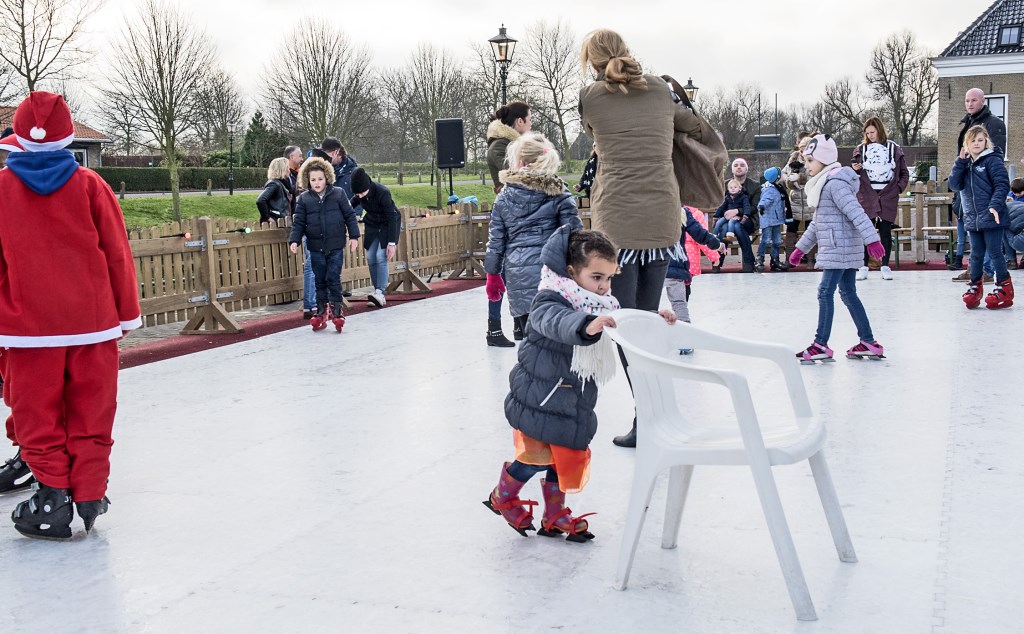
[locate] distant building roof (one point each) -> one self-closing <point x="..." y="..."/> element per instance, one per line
<point x="82" y="131"/>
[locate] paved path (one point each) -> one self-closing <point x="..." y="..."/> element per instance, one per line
<point x="306" y="481"/>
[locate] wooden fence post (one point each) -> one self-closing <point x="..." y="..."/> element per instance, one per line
<point x="211" y="314"/>
<point x="919" y="242"/>
<point x="404" y="276"/>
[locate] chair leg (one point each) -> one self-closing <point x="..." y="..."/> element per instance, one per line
<point x="679" y="484"/>
<point x="782" y="540"/>
<point x="643" y="485"/>
<point x="834" y="513"/>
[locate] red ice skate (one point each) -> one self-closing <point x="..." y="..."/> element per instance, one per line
════════════════════
▸ DIRECTION:
Reproduce all of the data above verbatim, line for line, but omit the picture.

▸ EXERCISE RESPONSE:
[locate] distant building roof (one point each) -> one self-closing <point x="..." y="..."/> element per instance, one per line
<point x="82" y="131"/>
[locate] paved path (one point each) -> one self-closing <point x="..." y="..."/> element per instance, one per line
<point x="306" y="481"/>
[locate] wooden fence post (one point each) -> one self-closing <point x="..." y="..."/> element per instance, one per line
<point x="211" y="314"/>
<point x="919" y="242"/>
<point x="404" y="276"/>
[locate] chair leg (one point each) -> one self-closing <point x="..." y="..."/> element per instance, one per line
<point x="679" y="484"/>
<point x="782" y="540"/>
<point x="643" y="485"/>
<point x="834" y="513"/>
[locate] red ice skate (one point each) -> one self-closing <point x="..." y="..."/> element per instance, one per line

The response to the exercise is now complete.